▶ **Page**
____

Related: How Venture Capital and Crowdfunding Can Be Mutually Beneficial

It's important, for instance, to know that the right kind of funding can have a huge impact on the direction of your company. In a recent survey of small business owners, fully half of the businesses surveyed, with 11 to 50 employees each, listed "cash flow" as their top concern. Twenty-one percent reported a closely related issue, "raising capital/funding," as their top concern

These concerns reflect what small business owners everywhere face. Capital is easier to access than it has been in the past, but it is still imperative that owners choose the funding source that will best match their specific needs.

Even billionaire entrepreneur Richard Branson has pointed out that an investor's deep pockets are "not the essential quality that will sustain the relationship and the business in the long term." So, if you are unfortunate enough to choose the wrong financial partner, your move -- according to Branson and common sense -- will "dim the spirit and enthusiasm of a new enterprise, muffling the spark that prompted you to launch this project."

That spark, Branson said, is the one that "is most likely to make your venture different from your competitors.'" Here, then, are some tips for recovering that spark and finding the right investor(s).

1. Understand the different investment options you have.

The Small Business Administration Venture Capital Guide provides a detailed overview options in the types of investment options you should be aware of.

  • Private equity (PE). PE covers a number of investment types that are usually made by private individuals or privately-owned institutions to purchase a company, fund a project or make a private investment.
  • Venture capital (VC). VC investments are managed differently and usually designed to fund startup companies with the potential for high growth. VCs also provide startups business-planning expertise and assistance.

____

▶ **Given data**
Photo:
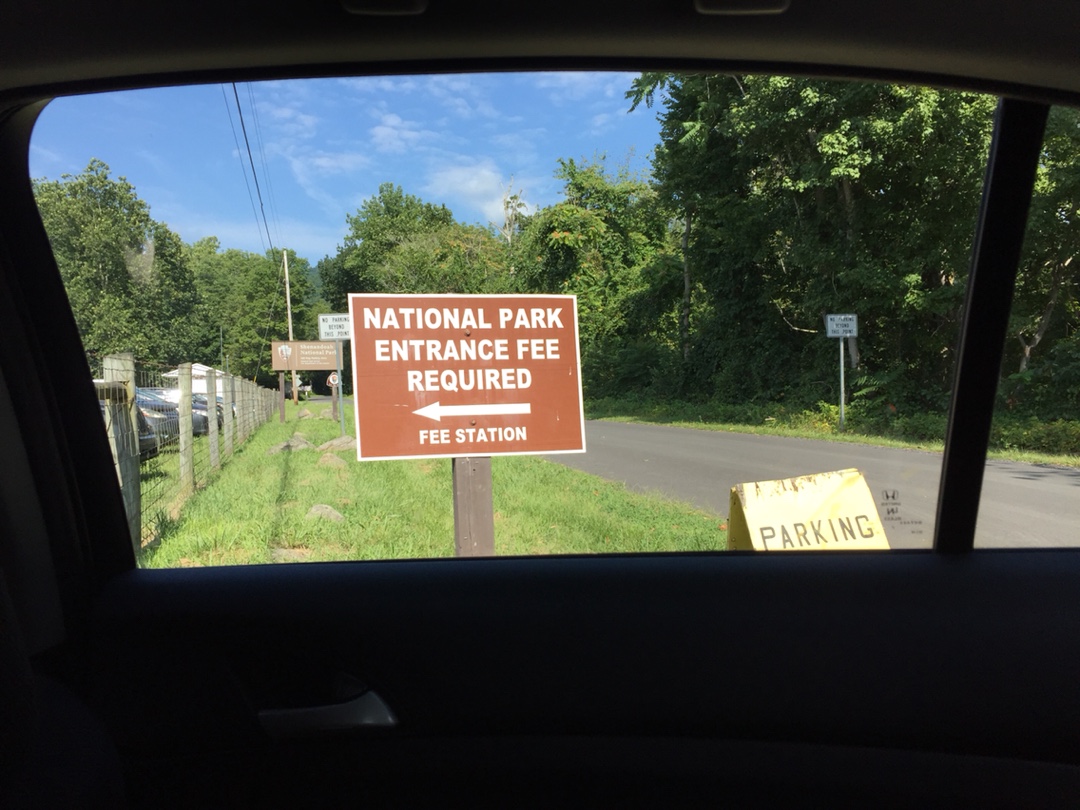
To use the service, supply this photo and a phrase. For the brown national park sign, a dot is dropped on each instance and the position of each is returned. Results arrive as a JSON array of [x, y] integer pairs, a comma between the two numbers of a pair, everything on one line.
[[302, 355], [466, 375]]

____

According to the funding article above, for what purposes are private equity investments made? List each one.

- To purchase a company
- To fund a project
- To make a private investment